#### Fragmento del texto:
^^^^^^^^

Yo solo pensaba en cómo iba a salir de esa situación

¿No les ha sucedido que, en medio de una situación sin aparente salida, se han encontrado con una persona que los ha ayudado a salir de ella? Me pasó hace poco. Pero luego, ese encuentro se transformó en una de aquellas situaciones sin salida.

Fuera del aula, un grupo de personas formaba cola. Me empiné tras ellas, queriendo verificar que los miembros de mesa ya estuvieran en sus puestos. De repente sentí que alguien tocó mi hombro y me dijo “Joven, ¿esta es su mesa de votación?”. Era una trabajadora de la ONPE que me observaba con escudriño. “Falta el secretario”. “¡Ah! ¿Yo? No, no. Solo estoy buscando a alguien” titubeé. “¿Me permite su DNI por favor?” insistió. Mientras pensaba qué responder a eso, “¡Alonso!” gritaron a mis espaldas. Reconocí de inmediato la voz rasposa. “¡Abuelito! ¿Cómo estás?” exclamé, a la vez que me giraba y le estrechaba la mano. Sorprendido y aliviado por la coincidencia, me volví hacia la trabajadora y le dije “¿Ve? Estaba buscándolo a él”. La mujer, frunciendo los labios, se marchó.

«…el hombre calvo, queriendo hacer gala de su conocimiento del mercado laboral, asentía conforme yo hablaba».

^^^^^^^^

#### Ejercicio:
Edita el pasaje del relato que va desde "Fuera del aula, un" hasta "labios, se marchó.", ambos incluidos, y cambia "trabajadora" por "empleada".

#### Material proporcionado:
^^^^^^^^

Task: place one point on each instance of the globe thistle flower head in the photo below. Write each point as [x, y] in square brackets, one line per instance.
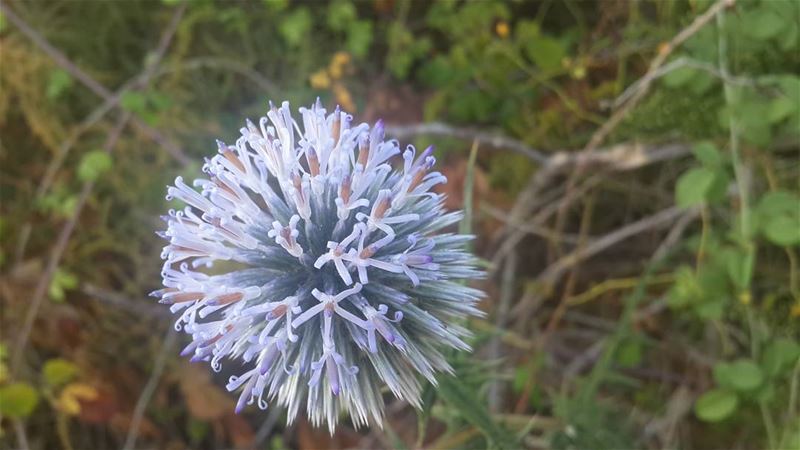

^^^^^^^^

#### Solución:
Fuera del aula, un grupo de personas formaba cola. Me empiné tras ellas, queriendo verificar que los miembros de mesa ya estuvieran en sus puestos. De repente sentí que alguien tocó mi hombro y me dijo “Joven, ¿esta es su mesa de votación?”. Era una empleada de la ONPE que me observaba con escudriño. “Falta el secretario”. “¡Ah! ¿Yo? No, no. Solo estoy buscando a alguien” titubeé. “¿Me permite su DNI por favor?” insistió. Mientras pensaba qué responder a eso, “¡Alonso!” gritaron a mis espaldas. Reconocí de inmediato la voz rasposa. “¡Abuelito! ¿Cómo estás?” exclamé, a la vez que me giraba y le estrechaba la mano. Sorprendido y aliviado por la coincidencia, me volví hacia la empleada y le dije “¿Ve? Estaba buscándolo a él”. La mujer, frunciendo los labios, se marchó.